* [Leerdoel]:
Schrijf een vervolg op de tekst over het planten en vermeerderen van dahlia's, aansluitend op de laatste zin.

* [Documenttekst]:
▽
Share

Het planten en vermeerderen van de dahlia

Het succesvol planten van dahlia’s legt de fundering voor een seizoen vol spectaculaire bloemenpracht. Deze stap, hoewel relatief eenvoudig, vereist aandacht voor detail met betrekking tot timing, locatie en bodemcondities om de knollen een optimale start te geven. Het planten is niet simpelweg een knol in de grond stoppen; het is het begin van een zorgvuldig proces dat de gezondheid en productiviteit van de plant gedurende de hele zomer bepaalt. Het vermeerderen van dahlia’s, hetzij door deling of door stekken, is een lonende activiteit die je in staat stelt je collectie uit te breiden en je favoriete variëteiten te delen, waardoor je de schoonheid van deze bloemen kunt verspreiden.
△
* [Gegeven informatie]:
▽
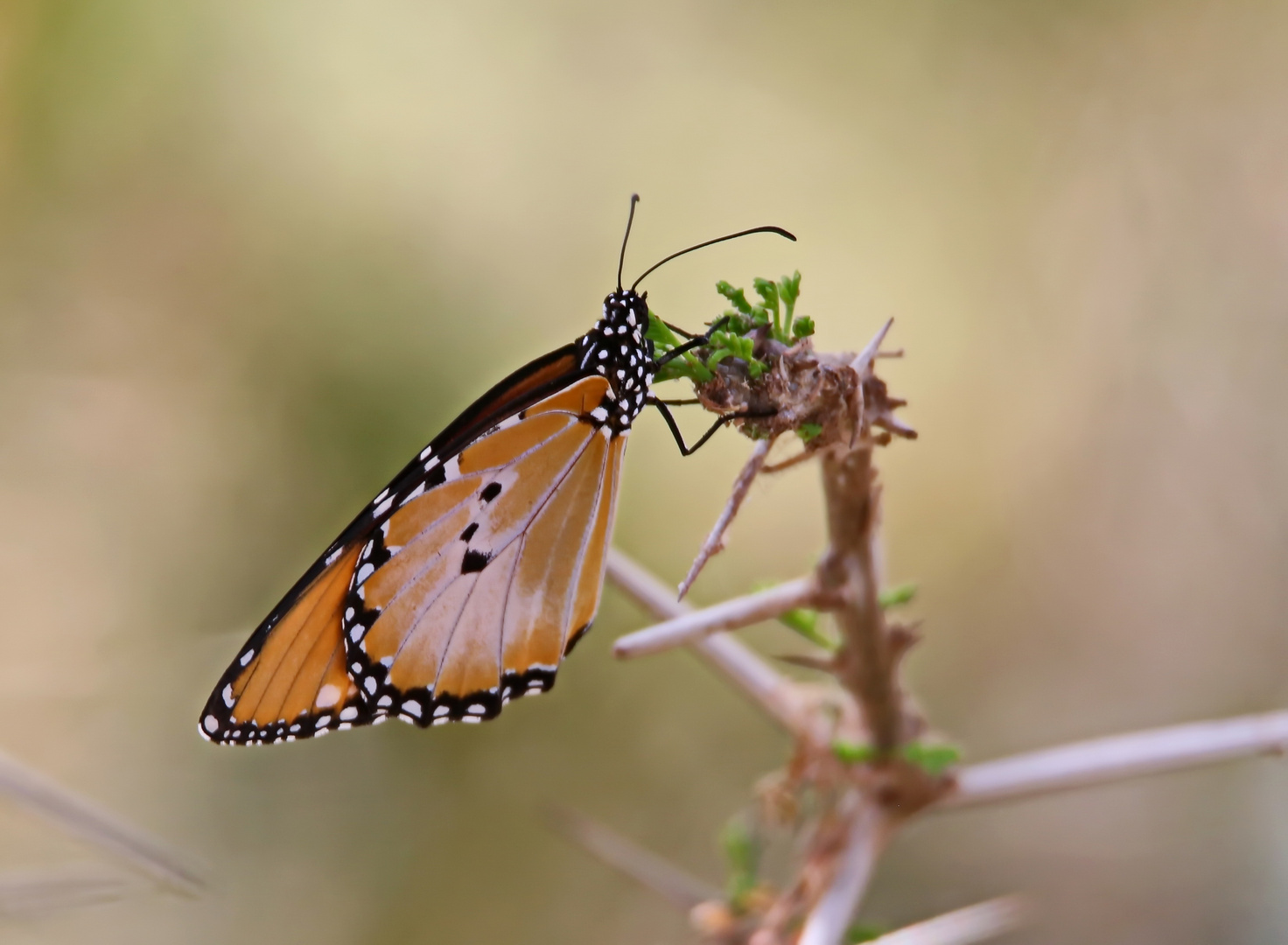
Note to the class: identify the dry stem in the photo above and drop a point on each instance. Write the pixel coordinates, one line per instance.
(731, 614)
(974, 923)
(714, 543)
(870, 832)
(769, 689)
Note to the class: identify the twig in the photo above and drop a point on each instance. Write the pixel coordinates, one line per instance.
(831, 915)
(1118, 757)
(788, 462)
(968, 926)
(769, 689)
(870, 352)
(867, 660)
(714, 545)
(97, 825)
(673, 884)
(731, 614)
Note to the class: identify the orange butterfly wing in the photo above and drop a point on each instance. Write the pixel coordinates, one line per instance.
(477, 587)
(299, 674)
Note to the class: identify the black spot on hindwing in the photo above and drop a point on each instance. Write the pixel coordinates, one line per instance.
(474, 562)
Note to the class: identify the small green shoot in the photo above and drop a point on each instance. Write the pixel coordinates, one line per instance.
(805, 622)
(853, 752)
(685, 366)
(897, 596)
(931, 759)
(742, 851)
(775, 312)
(859, 934)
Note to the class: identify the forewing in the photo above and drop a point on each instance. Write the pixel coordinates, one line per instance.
(291, 679)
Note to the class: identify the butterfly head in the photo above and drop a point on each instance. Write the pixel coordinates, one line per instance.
(617, 349)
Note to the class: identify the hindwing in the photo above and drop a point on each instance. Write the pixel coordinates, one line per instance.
(460, 586)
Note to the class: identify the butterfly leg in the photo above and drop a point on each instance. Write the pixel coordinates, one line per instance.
(695, 341)
(720, 421)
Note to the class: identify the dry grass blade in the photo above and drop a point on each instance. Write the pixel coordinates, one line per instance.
(714, 543)
(769, 689)
(1118, 757)
(974, 923)
(673, 884)
(34, 895)
(89, 822)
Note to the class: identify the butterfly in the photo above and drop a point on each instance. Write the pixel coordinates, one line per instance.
(469, 578)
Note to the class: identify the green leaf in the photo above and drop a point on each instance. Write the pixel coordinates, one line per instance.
(742, 851)
(768, 292)
(805, 622)
(853, 753)
(685, 366)
(859, 934)
(894, 596)
(790, 289)
(931, 759)
(734, 295)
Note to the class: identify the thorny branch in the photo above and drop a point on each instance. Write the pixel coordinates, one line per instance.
(862, 801)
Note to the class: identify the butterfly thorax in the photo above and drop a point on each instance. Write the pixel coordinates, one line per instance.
(617, 349)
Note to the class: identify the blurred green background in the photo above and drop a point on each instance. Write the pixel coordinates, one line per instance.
(253, 256)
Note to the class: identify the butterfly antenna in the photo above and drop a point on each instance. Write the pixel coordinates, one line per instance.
(780, 231)
(621, 259)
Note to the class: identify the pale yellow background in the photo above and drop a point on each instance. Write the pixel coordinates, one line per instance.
(253, 256)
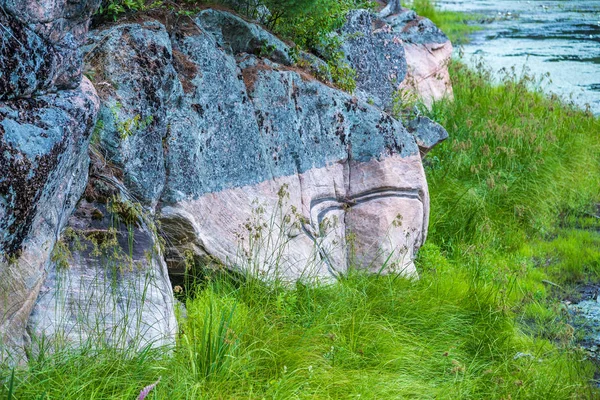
△
* [Uitwerking]:
Het kiezen van het juiste moment om de dahliaknollen te planten is van het grootste belang om te voorkomen dat ze worden blootgesteld aan schadelijke late nachtvorst. De algemene regel is om te wachten tot de kans op vorst volledig is geweken, wat in Nederland en België meestal na IJsheiligen (half mei) het geval is. De bodemtemperatuur moet ook voldoende zijn opgewarmd, idealiter rond de 15 graden Celsius. Het planten in te koude of te natte grond kan de knollen doen rotten voordat ze de kans krijgen om wortels en scheuten te vormen, wat een teleurstellend begin van het seizoen zou betekenen.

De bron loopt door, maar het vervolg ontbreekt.